## Data supplied
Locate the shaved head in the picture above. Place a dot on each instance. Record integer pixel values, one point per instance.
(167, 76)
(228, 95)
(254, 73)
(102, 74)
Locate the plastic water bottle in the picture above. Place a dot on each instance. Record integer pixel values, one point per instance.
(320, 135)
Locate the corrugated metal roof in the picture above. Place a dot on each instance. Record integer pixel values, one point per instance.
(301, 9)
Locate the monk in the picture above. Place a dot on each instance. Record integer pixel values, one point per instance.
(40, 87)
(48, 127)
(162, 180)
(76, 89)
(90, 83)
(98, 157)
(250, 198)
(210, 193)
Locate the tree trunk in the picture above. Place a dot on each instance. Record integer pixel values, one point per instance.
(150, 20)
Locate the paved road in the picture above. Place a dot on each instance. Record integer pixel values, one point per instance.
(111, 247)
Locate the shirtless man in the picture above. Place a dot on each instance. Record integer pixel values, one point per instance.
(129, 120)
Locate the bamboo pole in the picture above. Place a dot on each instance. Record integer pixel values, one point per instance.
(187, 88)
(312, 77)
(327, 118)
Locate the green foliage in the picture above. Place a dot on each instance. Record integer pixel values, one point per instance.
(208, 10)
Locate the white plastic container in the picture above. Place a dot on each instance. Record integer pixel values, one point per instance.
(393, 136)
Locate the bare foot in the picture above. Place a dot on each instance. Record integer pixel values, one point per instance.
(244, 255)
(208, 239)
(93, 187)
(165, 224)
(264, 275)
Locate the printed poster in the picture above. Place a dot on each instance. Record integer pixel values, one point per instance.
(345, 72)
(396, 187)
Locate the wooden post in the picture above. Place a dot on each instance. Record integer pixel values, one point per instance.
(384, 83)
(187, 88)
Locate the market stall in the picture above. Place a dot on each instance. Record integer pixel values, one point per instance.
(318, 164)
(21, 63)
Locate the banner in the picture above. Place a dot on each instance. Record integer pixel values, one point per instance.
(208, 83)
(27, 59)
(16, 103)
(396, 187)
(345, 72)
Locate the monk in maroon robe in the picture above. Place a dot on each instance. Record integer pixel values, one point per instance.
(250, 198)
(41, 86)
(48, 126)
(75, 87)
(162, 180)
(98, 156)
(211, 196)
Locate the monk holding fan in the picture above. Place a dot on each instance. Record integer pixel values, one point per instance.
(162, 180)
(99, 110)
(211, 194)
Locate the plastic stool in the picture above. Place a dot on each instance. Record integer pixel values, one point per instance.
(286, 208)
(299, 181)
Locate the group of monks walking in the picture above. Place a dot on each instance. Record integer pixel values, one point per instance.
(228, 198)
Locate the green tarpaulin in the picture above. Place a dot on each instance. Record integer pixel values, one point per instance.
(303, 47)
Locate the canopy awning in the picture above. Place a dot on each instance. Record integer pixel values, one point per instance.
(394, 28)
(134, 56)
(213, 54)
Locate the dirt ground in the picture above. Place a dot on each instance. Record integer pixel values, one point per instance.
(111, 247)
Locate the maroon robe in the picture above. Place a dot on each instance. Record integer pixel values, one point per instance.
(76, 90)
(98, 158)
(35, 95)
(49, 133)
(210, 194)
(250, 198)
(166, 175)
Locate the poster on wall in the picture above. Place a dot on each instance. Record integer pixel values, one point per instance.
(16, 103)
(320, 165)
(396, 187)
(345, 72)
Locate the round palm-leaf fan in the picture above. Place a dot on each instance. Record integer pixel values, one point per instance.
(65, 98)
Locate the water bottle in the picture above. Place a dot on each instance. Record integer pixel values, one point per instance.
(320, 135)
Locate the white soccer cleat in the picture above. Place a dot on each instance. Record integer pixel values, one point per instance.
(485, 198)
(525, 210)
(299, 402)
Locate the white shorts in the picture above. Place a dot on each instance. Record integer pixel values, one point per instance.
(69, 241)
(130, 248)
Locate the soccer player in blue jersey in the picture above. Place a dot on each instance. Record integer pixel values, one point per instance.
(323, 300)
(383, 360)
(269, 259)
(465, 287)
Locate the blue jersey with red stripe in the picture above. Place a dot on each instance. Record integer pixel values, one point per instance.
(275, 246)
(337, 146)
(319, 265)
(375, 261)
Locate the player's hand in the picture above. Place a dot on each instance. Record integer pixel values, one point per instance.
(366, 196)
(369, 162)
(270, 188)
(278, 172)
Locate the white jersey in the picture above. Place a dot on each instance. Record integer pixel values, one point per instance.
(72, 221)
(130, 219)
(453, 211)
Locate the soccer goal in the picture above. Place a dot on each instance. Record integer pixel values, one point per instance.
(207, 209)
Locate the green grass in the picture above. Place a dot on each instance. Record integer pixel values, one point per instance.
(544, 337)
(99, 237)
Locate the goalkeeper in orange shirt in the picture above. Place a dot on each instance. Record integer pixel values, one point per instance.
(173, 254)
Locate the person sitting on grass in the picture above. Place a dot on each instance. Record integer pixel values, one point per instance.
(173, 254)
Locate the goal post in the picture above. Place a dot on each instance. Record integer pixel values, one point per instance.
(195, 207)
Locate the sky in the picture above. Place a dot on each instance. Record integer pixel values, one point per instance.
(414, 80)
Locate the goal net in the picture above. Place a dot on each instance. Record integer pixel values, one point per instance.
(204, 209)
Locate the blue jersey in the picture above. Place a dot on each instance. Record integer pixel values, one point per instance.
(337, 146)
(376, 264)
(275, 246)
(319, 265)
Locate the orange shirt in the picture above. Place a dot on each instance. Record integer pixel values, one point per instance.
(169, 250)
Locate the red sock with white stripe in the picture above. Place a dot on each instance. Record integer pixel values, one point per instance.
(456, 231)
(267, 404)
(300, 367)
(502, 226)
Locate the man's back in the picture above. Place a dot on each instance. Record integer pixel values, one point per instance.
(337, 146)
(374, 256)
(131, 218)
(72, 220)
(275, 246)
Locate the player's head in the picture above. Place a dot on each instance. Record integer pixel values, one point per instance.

## Brief
Your task is to output the full set of records exactly as presented.

## Completed task
Locate the shaved head in the picture above. Place a dot on each instance. Record integer pixel values, one point per instance.
(167, 76)
(228, 95)
(254, 73)
(102, 74)
Locate the plastic water bottle in the picture above. Place a dot on each instance. Record integer pixel values, one point per instance.
(320, 135)
Locate the corrugated metal roof in the picture above. Place a dot on each instance. Record integer pixel values, one point per instance.
(301, 9)
Locate the monk in the picture above. Place a dot on each instance. Record integer pixel values, one point per instance.
(40, 87)
(48, 127)
(162, 180)
(76, 89)
(90, 83)
(98, 157)
(250, 198)
(210, 193)
Locate the tree trunk in the picture above. Place a dot on each instance. Record integer pixel values, one point per instance.
(150, 20)
Locate the paved road in the picture above. Place a dot on each instance. Record integer pixel values, one point per instance.
(111, 247)
Locate the shirtless man in the picture above. Place a dot on each instance. Record integer pixel values, one point per instance.
(129, 120)
Locate the bamboo pole in the picture above. Place a dot on each instance. Record integer pixel values, one point per instance.
(187, 88)
(312, 77)
(327, 118)
Locate the green foliage in the picture above. Place a dot on each instance. Record integer pixel values, one point per instance.
(208, 10)
Locate the white plastic container in the picture above. Place a dot on each instance. Record integer pixel values, one point per instance.
(393, 136)
Locate the bare foot in the picture above. Place a dot on each instance. Record integer pixel values, one point per instance.
(244, 255)
(208, 239)
(93, 187)
(165, 224)
(264, 275)
Locate the printed poster in the picture above. Place a dot on each instance. Record integer pixel values, one point per instance.
(345, 72)
(396, 187)
Locate the wooden post in the picture above. Place a dot on each instance. Record integer pixel values, one point per instance.
(384, 83)
(187, 88)
Locate the market stall in the picture above. Place a dot on each instance. Record integer pixel values, one point per instance.
(318, 164)
(21, 63)
Locate the banner in the picture above. Place a dot on each instance. Record integer pixel values, one point per instance.
(208, 83)
(27, 59)
(16, 103)
(396, 187)
(345, 72)
Locate the monk in maroon robe in the picture above. Place a dot on each instance. Record integer pixel values, one point per instance.
(250, 198)
(41, 86)
(48, 126)
(75, 87)
(162, 180)
(98, 156)
(211, 196)
Locate the monk holding fan in the picture above. Place a dot on each instance. Record integer pixel values, one point per instance.
(162, 180)
(99, 110)
(211, 194)
Locate the plastic stool in the picture above. Place a dot on each instance. Record integer pixel values, one point per instance.
(286, 208)
(299, 181)
Locate the group of monks walking in the picture above. Place a dot on each instance. Record integer pixel values, one point per instance.
(228, 198)
Locate the green tarpaulin in the picture above. Place a dot on each instance. Record integer pixel values, one point per instance.
(303, 47)
Locate the canopy awning in the picture above. Place a dot on each instance. Record integer pixel values, one point per instance.
(394, 28)
(134, 56)
(213, 54)
Locate the dirt ground in the picture above. Place a dot on each instance. Record integer pixel values, one point per instance.
(111, 247)
Locate the maroon robe in the picture above. Place a dot on each instance. Record integer pixel values, one point per instance.
(76, 90)
(98, 158)
(35, 95)
(49, 133)
(210, 194)
(250, 198)
(166, 175)
Locate the poster on wall in the picture above. Place a dot on each instance. Record integer pixel values, one point per instance.
(16, 103)
(320, 165)
(396, 187)
(345, 72)
Locate the round palm-leaf fan in the picture above. Place a dot on each instance. Record integer pixel values, one point per instance.
(65, 98)
Locate the water bottle in the picture above. Place a dot on each instance. Record integer pixel values, one point per instance.
(320, 135)
Locate the white soccer cleat in the picture above. Place a dot on each instance. Record integer pixel values, one point per instance.
(485, 198)
(525, 210)
(299, 402)
Locate the white shorts in the picture above. Place a dot on each instance. Record integer pixel values, one point per instance.
(69, 241)
(130, 248)
Locate the soccer player in blue jersey in the picture above. Place a dot on each instance. Record integer pixel values, one point per instance.
(323, 300)
(383, 360)
(269, 259)
(465, 287)
Locate the blue jersey with red stripe in the picture above. Place a dot on each instance. Record integer pixel values, one point per instance.
(275, 246)
(337, 146)
(319, 265)
(375, 261)
Locate the player's hand in the picture above. Place a dot on each instance. Record integer pixel values, one point per instance.
(366, 196)
(369, 162)
(270, 188)
(278, 172)
Locate the white jersey in the picture above. Place a dot on each instance. Record integer pixel values, one point per instance.
(72, 221)
(130, 219)
(453, 211)
Locate the soccer goal in the picture above. Place a dot on each instance. Record integer pixel values, one point per instance.
(207, 209)
Locate the green grass in the picture above. Place a dot on each instance. Record integer pixel values, one point per instance.
(544, 337)
(99, 237)
Locate the goalkeeper in orange shirt in the picture above. Place a dot on each instance. Record integer pixel values, one point per instance.
(173, 254)
Locate the person sitting on grass in the picture above. Place a dot on each instance. Record integer pixel values, one point per instance.
(173, 254)
Locate the goal post in the picture above. Place a dot on each instance. Record integer pixel values, one point per instance.
(195, 207)
Locate the sky in the picture above. Place a dot on each instance. Record integer pixel values, one point per instance.
(414, 80)
Locate the goal net in the picture above. Place a dot on each instance. Record integer pixel values, one point per instance.
(204, 209)
Locate the blue jersey in the picture above. Place a dot on each instance. Record integer pixel values, one point per instance.
(337, 146)
(376, 264)
(275, 246)
(319, 265)
Locate the orange shirt in the picture above. Place a dot on each instance. Record integer pixel values, one point per instance.
(169, 250)
Locate the red sock with white stripe in the picture above. Place a dot on each instance. Record integer pixel values, one point per instance.
(456, 231)
(267, 404)
(300, 367)
(502, 226)
Locate the man's back in the picture above. Place a dot on each instance. Record integer pixel values, one point per instance.
(337, 146)
(374, 256)
(131, 218)
(72, 220)
(275, 246)
Locate the player's head in the picture above. Place a dot on each instance. Record integer pixel values, one point per instance.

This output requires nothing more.